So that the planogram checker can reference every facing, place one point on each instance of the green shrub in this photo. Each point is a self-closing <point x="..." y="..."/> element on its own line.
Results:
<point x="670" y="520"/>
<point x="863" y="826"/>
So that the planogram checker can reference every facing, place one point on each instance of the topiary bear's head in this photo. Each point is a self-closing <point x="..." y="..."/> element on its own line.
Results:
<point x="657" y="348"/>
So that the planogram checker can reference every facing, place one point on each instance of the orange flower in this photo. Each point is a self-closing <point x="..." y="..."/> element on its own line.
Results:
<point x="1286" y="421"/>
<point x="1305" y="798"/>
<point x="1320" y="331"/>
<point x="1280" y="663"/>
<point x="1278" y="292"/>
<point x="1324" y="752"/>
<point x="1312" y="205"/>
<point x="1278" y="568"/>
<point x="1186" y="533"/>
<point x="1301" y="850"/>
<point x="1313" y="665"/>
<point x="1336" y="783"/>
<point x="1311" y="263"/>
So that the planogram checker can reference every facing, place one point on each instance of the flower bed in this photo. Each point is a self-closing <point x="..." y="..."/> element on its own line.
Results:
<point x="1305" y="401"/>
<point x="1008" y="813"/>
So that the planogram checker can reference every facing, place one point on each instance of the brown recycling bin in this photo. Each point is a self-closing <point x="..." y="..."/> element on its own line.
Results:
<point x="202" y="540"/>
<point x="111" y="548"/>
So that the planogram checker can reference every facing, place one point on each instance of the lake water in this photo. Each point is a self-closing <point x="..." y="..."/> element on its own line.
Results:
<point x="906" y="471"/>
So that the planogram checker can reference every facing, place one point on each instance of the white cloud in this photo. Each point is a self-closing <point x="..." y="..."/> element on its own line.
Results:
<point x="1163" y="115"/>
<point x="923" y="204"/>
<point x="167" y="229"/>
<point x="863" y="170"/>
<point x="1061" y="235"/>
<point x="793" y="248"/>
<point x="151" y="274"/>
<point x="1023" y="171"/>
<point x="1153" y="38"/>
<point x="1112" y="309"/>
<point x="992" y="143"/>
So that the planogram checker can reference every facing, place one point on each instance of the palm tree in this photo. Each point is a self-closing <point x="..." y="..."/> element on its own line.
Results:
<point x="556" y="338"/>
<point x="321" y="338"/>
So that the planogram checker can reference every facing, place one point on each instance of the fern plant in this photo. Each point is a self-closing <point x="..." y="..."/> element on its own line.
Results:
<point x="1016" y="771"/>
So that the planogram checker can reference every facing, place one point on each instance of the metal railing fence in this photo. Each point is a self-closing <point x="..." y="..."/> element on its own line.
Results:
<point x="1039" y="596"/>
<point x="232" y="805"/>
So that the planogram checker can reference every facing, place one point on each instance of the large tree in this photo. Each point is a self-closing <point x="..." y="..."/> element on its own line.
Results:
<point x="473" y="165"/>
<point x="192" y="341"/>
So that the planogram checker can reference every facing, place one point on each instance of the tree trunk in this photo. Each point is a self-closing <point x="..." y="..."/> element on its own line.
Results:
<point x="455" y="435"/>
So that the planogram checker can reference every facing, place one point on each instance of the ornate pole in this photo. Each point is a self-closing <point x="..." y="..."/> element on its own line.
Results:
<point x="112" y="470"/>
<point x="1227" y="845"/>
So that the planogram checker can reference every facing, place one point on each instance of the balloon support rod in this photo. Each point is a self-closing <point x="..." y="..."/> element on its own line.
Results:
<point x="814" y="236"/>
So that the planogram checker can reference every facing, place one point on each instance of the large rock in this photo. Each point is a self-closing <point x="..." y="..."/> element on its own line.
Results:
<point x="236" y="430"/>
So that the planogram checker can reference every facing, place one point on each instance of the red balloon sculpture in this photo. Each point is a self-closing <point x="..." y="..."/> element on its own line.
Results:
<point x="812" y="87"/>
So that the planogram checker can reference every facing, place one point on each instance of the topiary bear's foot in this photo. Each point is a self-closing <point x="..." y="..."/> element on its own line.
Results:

TASK - Rewrite all the lines above as a numbered list, leaving out any blank lines.

RESPONSE TO THE TASK -
1. So that the planogram checker can reference every facing, place one point on each instance of the green shrub in this photo. Each point is a self-closing <point x="..." y="..."/> element on its own line.
2. Results:
3. <point x="670" y="520"/>
4. <point x="863" y="826"/>
5. So that the planogram checker can reference every facing, place one point on each instance of the topiary bear's head in this photo. Each point is a self-closing <point x="..." y="..."/> element on its own line.
6. Results:
7. <point x="657" y="348"/>
8. So that the planogram checker can reference every facing, place one point on each instance of the orange flower in this photo. Each point is a self-closing <point x="..." y="..."/> element on its own line.
9. Results:
10. <point x="1286" y="421"/>
11. <point x="1305" y="798"/>
12. <point x="1320" y="331"/>
13. <point x="1280" y="663"/>
14. <point x="1278" y="292"/>
15. <point x="1324" y="752"/>
16. <point x="1312" y="205"/>
17. <point x="1278" y="568"/>
18. <point x="1186" y="533"/>
19. <point x="1301" y="850"/>
20. <point x="1313" y="665"/>
21. <point x="1336" y="783"/>
22. <point x="1311" y="263"/>
23. So that the planogram checker can reference every facing, place one point on each instance of the flower bed in this photo. Each point is a self-closing <point x="..." y="..."/> element on its own line.
24. Results:
25. <point x="1305" y="401"/>
26. <point x="1008" y="813"/>
27. So that the planogram checker can reference every facing, place one point on each instance of the brown recycling bin in this photo. Each point is a self-closing <point x="..." y="..."/> element on its own line.
28. Results:
29. <point x="202" y="540"/>
30. <point x="111" y="548"/>
31. So that the planogram checker can reference every facing, place one point on each instance of the lake water in this photo. Each point is a self-closing <point x="..." y="..."/> element on its own line.
32. Results:
33. <point x="906" y="471"/>
34. So that the planogram checker can reference every facing, place one point on each instance of the white cloud in this photo. Each point is a self-closing <point x="..." y="..."/> element on its own line.
35. Results:
36. <point x="1163" y="115"/>
37. <point x="923" y="204"/>
38. <point x="167" y="229"/>
39. <point x="863" y="170"/>
40. <point x="1061" y="235"/>
41. <point x="793" y="248"/>
42. <point x="151" y="274"/>
43. <point x="1023" y="171"/>
44. <point x="1153" y="38"/>
45. <point x="1112" y="309"/>
46. <point x="992" y="143"/>
47. So that the planogram checker can reference every facing, place one point on each instance of the palm tree in this photo. Each point is a self-closing <point x="..." y="..."/> element on its own line.
48. Results:
49. <point x="556" y="338"/>
50. <point x="321" y="338"/>
51. So that the planogram checker can reference every facing, place one point on each instance of the fern plant in this photo. Each point is a self-closing <point x="..." y="..."/> element on its own line.
52. Results:
53. <point x="1016" y="771"/>
54. So that the planogram checker can reference every facing, place one point on each instance of the metal railing fence in this photo. Each point is a self-closing <point x="..." y="..."/> element on its own line.
55. Results:
56. <point x="1039" y="596"/>
57. <point x="232" y="805"/>
58. So that the planogram checker can reference every facing, place one point on each instance of the large tree in this photo. Each point is a self-closing <point x="..." y="..."/> element on its own line.
59. Results:
60. <point x="473" y="165"/>
61. <point x="192" y="341"/>
62. So that the planogram checker can reference every facing, place one point on each instance of the tree trunk in this photo. Each point is a self-closing <point x="..." y="..."/> element on its own line.
63. Results:
64. <point x="455" y="435"/>
65. So that the planogram checker can reference every facing, place one point on each instance of the ornate pole in this photo. Each point is a self-closing <point x="..." y="..."/> element on its own line.
66. Results:
67. <point x="112" y="470"/>
68. <point x="1227" y="845"/>
69. So that the planogram checker can reference every facing, place one point on each instance of the balloon support rod in this photo. Each point is a self-closing <point x="..." y="..."/> element on its own line.
70. Results:
71. <point x="814" y="236"/>
72. So that the planogram checker can reference every facing, place one point on each instance of the large rock in this photo. Each point is a self-closing <point x="..." y="..."/> element on its own line.
73. Results:
74. <point x="236" y="430"/>
75. So that the planogram checker can reference every facing, place one point on each instance of the red balloon sculpture in this photo. Each point is a self-closing <point x="..." y="..."/> element on its own line.
76. Results:
77. <point x="812" y="87"/>
78. So that the planogram checker can reference every facing, place one point on each instance of the topiary bear's foot in this photo. Each point is a self-closing <point x="..." y="..."/> element on its own line.
79. Results:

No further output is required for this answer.